AANWIJZINGEN:
a – Welke jachthaven is volgens de reiscolumn de verplichte eerste stop om in te klaren?
b – Schrijf de reiscolumn verder vanaf de laatste zin.

GEKOZEN FRAGMENT:
+ + + + + + +

Reisverhalen

Column Anna: O la la

08:46

Column Anna
Windstilte op de oceaan

Na ruim drie weken wachten lijkt er eindelijk een kansje te zijn dat we Nieuw-Zeeland kunnen verlaten. “Wat vind jij?” kijkt Wietze me vragend aan als we weer naar het computerscherm turen. “Beter dan dit wordt het voorlopig niet” bevestig ik wat we allebei zien. Met snoeiharde mee-wind weg, dan een enorm hogedrukgebied in en aan het einde een flinke bak tegenwind. Een klaverjas-overtocht, want de motor zal het meeste werk moeten doen. We gaan de boot klaarmaken. Een dag later klaren we uit en gooien we los. Heerlijk om weer onderweg te zijn, maar we voelen ook wat zorgen over de ontwikkelingen van een lagedrukgebied dat ons aan het einde van de week parten gaat spelen. Echt stress-vrij is dit stukje water nooit.

Column Anna

Anna Caroline tussen de snelle raceboten

Met ons varen er nog een paar boten uit, dus gezelligheid volop op het radionetje aan het einde van de dag. De snelheid is fantastisch en de deining valt mee. Onze Anna Caroline vliegt richting Nieuw-Caledonië. Maar al binnen een dag is de wind op. Alsof er een knop omgaat. De zee kalmeert snel en we zetten de motor aan het werk. Met belangstelling kijken we naar onze nieuwe stuurautomaat. Dat is volgens Hans, die heeft geholpen om hem te installeren, een zelflerend systeem. “Dat ding studeert zich een versuffing, denk ik” zegt Wietze. We krijgen allerhande alarmen en gedoe.  Dat houdt ons lekker bezig: hele achterhut ontruimen, alles controleren. Zekering wisselen. En dan worden we beloond met een vrije dag van de automaat: hij doet het voorbeeldig. De dag erna zijn we weer de klos. Een raadselachtig studieprogramma. De laatste twee dagen is er kennelijk weer schoolvakantie en doet hij het voorbeeldig.

Nouméa, de hoofdstad

Lekker zout van de laatste dag hakken tegen de harde noordwestenwind zien we eindelijk in het eerste ochtendlicht de grootste vuurtoren van Nieuw-Caledonië haar armen van licht rondzwaaien. We zijn er! Zoals altijd is dit een heerlijk moment. Gretig nemen we alle indrukken in ons op. De marifoon komt tot leven en kwettert er in het Frans op los. Na anderhalf uur staat de zon vol aan de hemel en doemt de hoofdstad Nouméa op. We wringen ons in de jachthaven Port Moselle, de verplichte eerste stop om in te klaren. Het is een drukte van jewelste vanwege een race rond het eiland. We grinniken om onze zware wereldzeilersboot naast al het flitsende carbon en de laminaatzeilen.

+ + + + + + +

GEGEVENSRIJEN:
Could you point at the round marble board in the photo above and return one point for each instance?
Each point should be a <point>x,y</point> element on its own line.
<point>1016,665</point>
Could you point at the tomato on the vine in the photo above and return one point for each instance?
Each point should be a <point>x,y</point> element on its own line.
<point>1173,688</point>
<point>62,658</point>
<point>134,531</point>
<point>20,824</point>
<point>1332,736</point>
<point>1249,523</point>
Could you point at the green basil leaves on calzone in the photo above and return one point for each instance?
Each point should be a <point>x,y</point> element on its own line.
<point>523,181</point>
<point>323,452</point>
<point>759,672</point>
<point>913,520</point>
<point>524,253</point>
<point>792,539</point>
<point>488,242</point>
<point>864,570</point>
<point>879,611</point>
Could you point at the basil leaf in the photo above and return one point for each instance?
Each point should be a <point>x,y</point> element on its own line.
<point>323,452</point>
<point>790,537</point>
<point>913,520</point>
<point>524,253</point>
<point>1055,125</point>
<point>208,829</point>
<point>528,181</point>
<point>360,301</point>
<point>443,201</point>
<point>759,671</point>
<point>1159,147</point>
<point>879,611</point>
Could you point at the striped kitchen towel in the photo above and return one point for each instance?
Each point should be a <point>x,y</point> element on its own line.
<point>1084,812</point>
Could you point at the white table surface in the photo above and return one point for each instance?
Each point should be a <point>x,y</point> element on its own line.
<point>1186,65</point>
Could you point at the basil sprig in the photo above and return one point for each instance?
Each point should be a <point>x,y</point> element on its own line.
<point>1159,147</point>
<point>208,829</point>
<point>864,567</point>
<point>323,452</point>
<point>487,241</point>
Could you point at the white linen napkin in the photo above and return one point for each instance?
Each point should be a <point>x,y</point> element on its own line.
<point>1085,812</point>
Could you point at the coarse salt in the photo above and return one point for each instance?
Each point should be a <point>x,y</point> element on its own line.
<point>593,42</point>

+ + + + + + +

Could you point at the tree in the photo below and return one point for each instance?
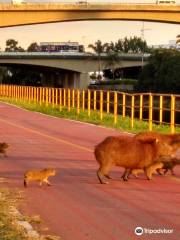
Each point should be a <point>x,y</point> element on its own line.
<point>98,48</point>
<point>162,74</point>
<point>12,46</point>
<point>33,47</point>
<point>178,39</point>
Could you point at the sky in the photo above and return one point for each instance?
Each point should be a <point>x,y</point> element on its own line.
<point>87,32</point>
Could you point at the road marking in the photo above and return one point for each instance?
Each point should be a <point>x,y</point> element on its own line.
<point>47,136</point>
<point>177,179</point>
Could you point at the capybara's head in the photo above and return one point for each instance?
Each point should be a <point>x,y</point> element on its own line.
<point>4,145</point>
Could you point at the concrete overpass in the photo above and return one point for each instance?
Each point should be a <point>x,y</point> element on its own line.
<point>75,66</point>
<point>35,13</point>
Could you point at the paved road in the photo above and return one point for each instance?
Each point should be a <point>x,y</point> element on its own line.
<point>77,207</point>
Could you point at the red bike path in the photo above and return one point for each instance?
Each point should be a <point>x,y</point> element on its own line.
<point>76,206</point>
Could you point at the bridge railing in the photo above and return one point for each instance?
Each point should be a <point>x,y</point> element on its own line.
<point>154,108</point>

+ + + + + + +

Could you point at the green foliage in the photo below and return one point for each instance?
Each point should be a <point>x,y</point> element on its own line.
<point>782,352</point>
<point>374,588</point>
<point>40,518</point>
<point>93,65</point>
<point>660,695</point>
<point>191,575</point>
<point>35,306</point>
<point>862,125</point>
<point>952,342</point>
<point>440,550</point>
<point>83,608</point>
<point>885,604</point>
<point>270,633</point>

+ + + + + + +

DE RESULTATEN:
a – Port Moselle in Nouméa.

b –
De eerste drie dagen zijn een wervelwind: inklaren, opruimen, boodschappen, de weg vinden en genieten van ‘tropisch Frankrijk’. “O la la!” zegt Wietze opgetogen als we met een stapeltje stokbroden de boulanger uitlopen. We drinken koffie op Place Cocotier (Kokospalmenplein) in het hart van de stad. En kijken onze ogen uit naar de mengeling van Melanesiërs, Europeanen en Aziaten die hier hun dagelijkse gang gaan. Een cruiseboot bevalt van een paar duizend Australiërs die als een trage stroom langs de souvenirswinkels golft. Vlakbij de jachthaven is een grote markt waar vis, vlees, groente en fruit in likkebaardende hoeveelheden en diversiteit uitgestald liggen. Gelukkig zit er een geldautomaat naast.

Hugo, de consul

Column Anna

Hugo Raab, honorair consul in Nieuw-Caledonie

“Welkom in Nouméa!” zegt Hugo Raab, de charmante Nederlandse honorair consul voor Nieuw-Caledonië. We treffen elkaar voor een kopje koffie op een terras bij de haven. Hugo is in het dagelijks leven projectontwikkelaar en woont al 31 jaar met veel genoegen hier. “En, bevalt het jullie?” We kunnen alleen maar vrolijk knikken. “Het is wel een beetje koud, nu in de winter” merkt hij op. We schieten in de lach. Na de winterse kou van Nieuw-Zeeland koesteren wij ons juist in de zon hier. “De passaatwind is vrij mild, nu in de winter” voegt hij nog toe.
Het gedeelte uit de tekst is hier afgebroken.